start SUPPLIED DATA
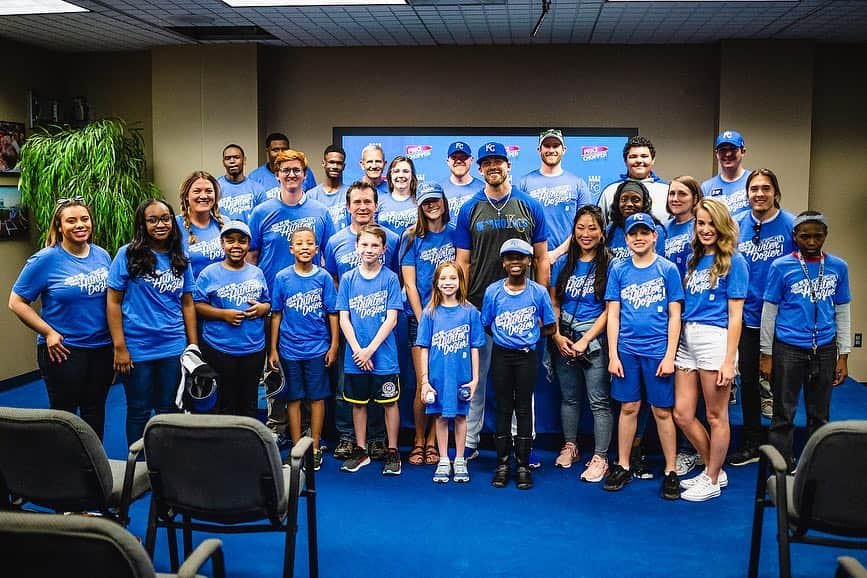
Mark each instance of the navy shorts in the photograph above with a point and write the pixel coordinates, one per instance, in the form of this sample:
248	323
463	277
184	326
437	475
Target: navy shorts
361	388
306	378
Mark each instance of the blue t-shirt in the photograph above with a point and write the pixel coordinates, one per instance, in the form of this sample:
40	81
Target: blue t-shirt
72	290
644	295
450	334
153	322
775	240
306	301
789	289
733	194
268	180
424	255
231	289
367	301
579	298
272	225
514	319
457	195
561	196
678	243
620	251
710	306
238	199
206	250
335	203
397	216
340	255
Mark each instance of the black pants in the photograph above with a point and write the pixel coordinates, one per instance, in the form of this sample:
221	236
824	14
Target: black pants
514	374
238	381
795	368
79	384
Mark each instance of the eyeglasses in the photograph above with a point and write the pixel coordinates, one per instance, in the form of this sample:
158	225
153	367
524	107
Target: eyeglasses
165	220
end SUPPLIED DATA
Edit the lines above, replacing each "photograph" with "image" and keeping everything else unchanged. Leave the pictures out of the result.

#### [THE SOLUTION]
Mark each instance of the navy shorts in the image above with a point and write the pixel coordinates, one per instance, in the form of this sample:
248	323
463	277
184	326
437	475
Target: navy shorts
361	388
306	378
Mark each instance of the blue t-shirt in the image above with a point and write the pixel coordinates, one per instance, in the form of this sample:
40	81
Target: blue t-shirt
72	290
644	295
450	334
153	322
775	240
306	301
789	289
733	194
268	180
424	255
231	289
367	301
579	298
272	225
514	319
457	195
561	196
678	243
620	251
710	306
238	199
206	250
335	203
397	216
340	255
Mark each instance of the black pants in the image above with a point and write the pixel coordinates, one per instance, in the form of this sample:
221	236
824	14
Target: black pants
514	374
238	381
795	368
79	384
Mark each instance of the eyeglasses in the image above with a point and write the pixel coordinates, one per instance, in the form of this sample:
158	225
153	367
524	107
Target: eyeglasses
165	220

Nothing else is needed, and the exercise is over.